JOB :: Please list every line from the entries below that contains the word "frame", copying each one in full.

MATERIAL PROVIDED ::
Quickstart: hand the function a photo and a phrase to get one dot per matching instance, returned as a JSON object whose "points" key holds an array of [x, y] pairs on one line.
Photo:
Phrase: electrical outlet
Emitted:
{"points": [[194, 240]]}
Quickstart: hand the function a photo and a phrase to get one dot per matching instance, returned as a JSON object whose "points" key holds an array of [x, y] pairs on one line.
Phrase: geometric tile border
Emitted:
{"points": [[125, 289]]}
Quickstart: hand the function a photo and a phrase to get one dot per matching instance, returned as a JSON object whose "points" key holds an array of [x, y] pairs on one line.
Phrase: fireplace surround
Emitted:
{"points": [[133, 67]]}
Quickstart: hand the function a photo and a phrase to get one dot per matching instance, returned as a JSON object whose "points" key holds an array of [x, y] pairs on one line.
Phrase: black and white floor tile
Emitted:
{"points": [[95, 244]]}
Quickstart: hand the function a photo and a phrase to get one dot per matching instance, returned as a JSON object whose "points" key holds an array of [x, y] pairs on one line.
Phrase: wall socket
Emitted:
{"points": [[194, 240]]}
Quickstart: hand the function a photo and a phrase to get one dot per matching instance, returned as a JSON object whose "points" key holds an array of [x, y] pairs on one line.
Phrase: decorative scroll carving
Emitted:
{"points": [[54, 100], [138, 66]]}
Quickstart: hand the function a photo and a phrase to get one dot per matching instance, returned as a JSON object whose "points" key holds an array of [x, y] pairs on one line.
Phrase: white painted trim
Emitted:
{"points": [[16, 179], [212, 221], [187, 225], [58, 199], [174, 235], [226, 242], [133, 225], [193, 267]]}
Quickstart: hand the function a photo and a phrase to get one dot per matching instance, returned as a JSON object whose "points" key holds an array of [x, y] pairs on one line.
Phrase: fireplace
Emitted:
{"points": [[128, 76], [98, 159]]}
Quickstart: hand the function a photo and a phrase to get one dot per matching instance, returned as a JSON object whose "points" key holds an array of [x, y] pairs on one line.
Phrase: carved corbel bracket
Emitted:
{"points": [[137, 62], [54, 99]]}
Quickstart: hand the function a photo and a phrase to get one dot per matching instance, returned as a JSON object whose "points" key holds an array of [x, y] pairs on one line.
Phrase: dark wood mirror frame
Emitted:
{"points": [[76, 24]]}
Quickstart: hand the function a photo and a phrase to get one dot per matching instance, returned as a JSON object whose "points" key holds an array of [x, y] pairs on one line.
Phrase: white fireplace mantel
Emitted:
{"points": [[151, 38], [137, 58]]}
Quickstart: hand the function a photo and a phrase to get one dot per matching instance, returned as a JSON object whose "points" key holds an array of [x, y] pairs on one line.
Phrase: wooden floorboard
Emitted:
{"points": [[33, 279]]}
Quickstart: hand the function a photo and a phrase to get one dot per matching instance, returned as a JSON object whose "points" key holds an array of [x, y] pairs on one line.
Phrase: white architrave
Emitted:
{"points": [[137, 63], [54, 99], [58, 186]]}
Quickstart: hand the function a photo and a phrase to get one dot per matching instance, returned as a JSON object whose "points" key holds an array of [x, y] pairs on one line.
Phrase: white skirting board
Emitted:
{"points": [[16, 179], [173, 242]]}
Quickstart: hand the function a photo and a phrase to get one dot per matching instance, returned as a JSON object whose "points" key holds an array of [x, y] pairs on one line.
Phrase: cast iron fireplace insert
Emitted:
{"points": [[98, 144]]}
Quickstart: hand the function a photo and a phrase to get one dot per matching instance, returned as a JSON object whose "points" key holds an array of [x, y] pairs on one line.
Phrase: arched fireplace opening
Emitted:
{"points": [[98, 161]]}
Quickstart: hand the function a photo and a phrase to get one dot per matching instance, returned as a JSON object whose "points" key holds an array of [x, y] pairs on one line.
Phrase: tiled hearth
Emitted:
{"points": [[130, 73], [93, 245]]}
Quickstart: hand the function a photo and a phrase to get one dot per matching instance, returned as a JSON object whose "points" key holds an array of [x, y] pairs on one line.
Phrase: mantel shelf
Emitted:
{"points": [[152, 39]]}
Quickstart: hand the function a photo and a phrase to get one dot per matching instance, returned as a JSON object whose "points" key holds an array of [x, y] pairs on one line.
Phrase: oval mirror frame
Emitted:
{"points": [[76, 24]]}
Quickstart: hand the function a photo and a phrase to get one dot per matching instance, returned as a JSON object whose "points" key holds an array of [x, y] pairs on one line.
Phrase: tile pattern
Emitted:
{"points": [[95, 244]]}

RESPONSE ::
Phrase: dark wood mirror frame
Phrase: oval mirror frame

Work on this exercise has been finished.